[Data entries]
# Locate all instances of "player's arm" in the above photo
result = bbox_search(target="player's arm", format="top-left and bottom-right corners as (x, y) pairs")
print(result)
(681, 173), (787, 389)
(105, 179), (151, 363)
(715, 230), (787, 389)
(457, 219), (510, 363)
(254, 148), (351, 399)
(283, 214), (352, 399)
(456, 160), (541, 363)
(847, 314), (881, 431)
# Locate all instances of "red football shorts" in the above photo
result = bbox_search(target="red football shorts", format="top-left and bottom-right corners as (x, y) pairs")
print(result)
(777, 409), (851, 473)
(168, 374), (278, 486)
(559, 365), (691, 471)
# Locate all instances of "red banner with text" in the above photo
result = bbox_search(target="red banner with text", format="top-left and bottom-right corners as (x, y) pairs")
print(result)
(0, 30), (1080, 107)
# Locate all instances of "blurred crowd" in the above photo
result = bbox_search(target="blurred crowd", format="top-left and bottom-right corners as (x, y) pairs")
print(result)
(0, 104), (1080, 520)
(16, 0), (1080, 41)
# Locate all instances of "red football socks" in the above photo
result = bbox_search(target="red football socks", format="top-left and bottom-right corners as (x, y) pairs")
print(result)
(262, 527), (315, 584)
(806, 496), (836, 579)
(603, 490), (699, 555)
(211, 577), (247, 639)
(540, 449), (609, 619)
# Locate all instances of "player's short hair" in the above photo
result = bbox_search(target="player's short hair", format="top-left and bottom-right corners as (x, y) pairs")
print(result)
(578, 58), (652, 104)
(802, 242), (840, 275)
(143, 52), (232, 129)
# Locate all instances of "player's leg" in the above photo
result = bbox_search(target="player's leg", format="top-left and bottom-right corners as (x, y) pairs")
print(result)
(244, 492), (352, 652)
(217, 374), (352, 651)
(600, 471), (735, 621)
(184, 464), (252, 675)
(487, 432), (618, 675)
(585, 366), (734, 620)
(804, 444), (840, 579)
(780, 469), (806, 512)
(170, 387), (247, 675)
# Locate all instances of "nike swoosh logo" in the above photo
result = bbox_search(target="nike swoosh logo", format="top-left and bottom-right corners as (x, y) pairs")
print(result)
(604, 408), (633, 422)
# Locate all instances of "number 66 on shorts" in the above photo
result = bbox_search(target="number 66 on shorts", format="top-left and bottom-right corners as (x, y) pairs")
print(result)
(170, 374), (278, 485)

• SET TASK
Please list every line of the records that contains the string "target", copying each line in full. Case counts, so treat uppercase and lowercase letters as different.

• EXPECTED ANSWER
result = bbox_search(target="player's arm", format="top-left and bottom-right corners as (x, y) pairs")
result = bbox_search(target="red football shorts", format="top-left and bottom-right corners as (x, y) pairs")
result = bbox_search(target="red banner with text", format="top-left and bottom-right corners as (x, y) pairs")
result = bbox_search(target="blurred crowd", format="top-left and bottom-right corners as (x, y) pairs")
result = bbox_search(target="red football socks", format="top-left and bottom-right corners as (x, y) pairs")
result = bbox_search(target="player's short hair", format="top-left and bottom-right corners as (x, y) pairs")
result = bbox_search(target="player's leg", format="top-left and bottom-right corners as (x, y) pairs")
result = bbox_search(target="nike swoosh logo", format="top-left and bottom-right corners as (x, y) pairs")
result = bbox_search(target="number 66 on shorts", format="top-left and bottom-right corners as (x, y) pairs")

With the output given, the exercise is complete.